WHAT IS NEEDED: Reproduce each record below exactly as written.

RAW DATA:
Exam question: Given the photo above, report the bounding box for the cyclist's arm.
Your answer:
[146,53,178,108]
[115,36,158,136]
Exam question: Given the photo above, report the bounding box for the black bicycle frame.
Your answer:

EXERCISE RESULT:
Exam question: Given the photo above, report the bounding box for the cyclist's arm.
Your answer:
[146,53,178,108]
[115,36,158,136]
Exam question: Given the photo above, report the bounding box for the black bicycle frame.
Your answer:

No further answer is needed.